# Pono Kai part of Diamond Resorts now???



## Cathyb (May 3, 2009)

I am a frustrated Pono Kai owner, fixed Week 52 -- is it true that Diamond Resorts is also a part of PK?  I saw our resort listed on their site www.diamondresorts.com/Pono-Kai 

Do any Tuggers know which buildings they are managing/own?   Are they the old Pacific Fantasy group or has the resort been divided again?

If we were to purchase on Ebay some Diamond Resort points, would also owning at Pono Kai give us any advantages of using other Diamond resorts using whatever values Pono Kai has with Diamond?

Can anyone see any strategy we could pursue?  We are very unhappy with what has happened with Pono Kai over the last 20 years in Management there.  TIA


----------



## csalter2 (May 3, 2009)

Written task 1
Copy the Pono Kai thread character for character, from "If we were to" up to and including "has with Diamond?".

[Contour labeling entries]
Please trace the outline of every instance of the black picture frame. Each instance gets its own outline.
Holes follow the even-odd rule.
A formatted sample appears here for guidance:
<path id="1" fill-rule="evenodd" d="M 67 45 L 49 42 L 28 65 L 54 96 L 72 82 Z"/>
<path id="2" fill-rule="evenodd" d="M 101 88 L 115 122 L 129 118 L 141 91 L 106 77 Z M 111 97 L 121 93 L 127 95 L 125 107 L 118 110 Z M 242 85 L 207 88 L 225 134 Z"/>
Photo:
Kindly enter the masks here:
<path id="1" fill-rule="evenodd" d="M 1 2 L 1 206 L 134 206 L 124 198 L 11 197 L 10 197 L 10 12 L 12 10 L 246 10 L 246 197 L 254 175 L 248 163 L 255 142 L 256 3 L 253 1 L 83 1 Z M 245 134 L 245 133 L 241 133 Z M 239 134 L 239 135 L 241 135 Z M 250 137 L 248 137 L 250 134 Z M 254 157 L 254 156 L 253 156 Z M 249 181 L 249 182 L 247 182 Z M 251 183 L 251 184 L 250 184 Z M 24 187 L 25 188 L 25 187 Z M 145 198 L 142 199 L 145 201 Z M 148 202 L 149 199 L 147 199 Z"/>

Written task 2
Write out every line of the contour labeling entries again, requests included, with each coordinate in the answer paths multiplied by 1.15 and rounded to the nearest whole number, halves rounded up. Leave all numbers in the requests, including their sample paths, unchanged.

Task solution 1
If we were to purchase on Ebay some Diamond Resort points, would also owning at Pono Kai give us any advantages of using other Diamond resorts using whatever values Pono Kai has with Diamond?

Task solution 2
Please trace the outline of every instance of the black picture frame. Each instance gets its own outline.
Holes follow the even-odd rule.
A formatted sample appears here for guidance:
<path id="1" fill-rule="evenodd" d="M 67 45 L 49 42 L 28 65 L 54 96 L 72 82 Z"/>
<path id="2" fill-rule="evenodd" d="M 101 88 L 115 122 L 129 118 L 141 91 L 106 77 Z M 111 97 L 121 93 L 127 95 L 125 107 L 118 110 Z M 242 85 L 207 88 L 225 134 Z"/>
Photo:
Kindly enter the masks here:
<path id="1" fill-rule="evenodd" d="M 1 2 L 1 237 L 154 237 L 143 228 L 13 227 L 12 227 L 12 14 L 14 12 L 283 12 L 283 227 L 292 201 L 285 187 L 293 163 L 294 3 L 291 1 L 95 1 Z M 282 154 L 282 153 L 277 153 Z M 275 154 L 275 155 L 277 155 Z M 288 158 L 285 158 L 288 154 Z M 292 181 L 292 179 L 291 179 Z M 286 208 L 286 209 L 284 209 Z M 289 210 L 289 212 L 288 212 Z M 28 215 L 29 216 L 29 215 Z M 167 228 L 163 229 L 167 231 Z M 170 232 L 171 229 L 169 229 Z"/>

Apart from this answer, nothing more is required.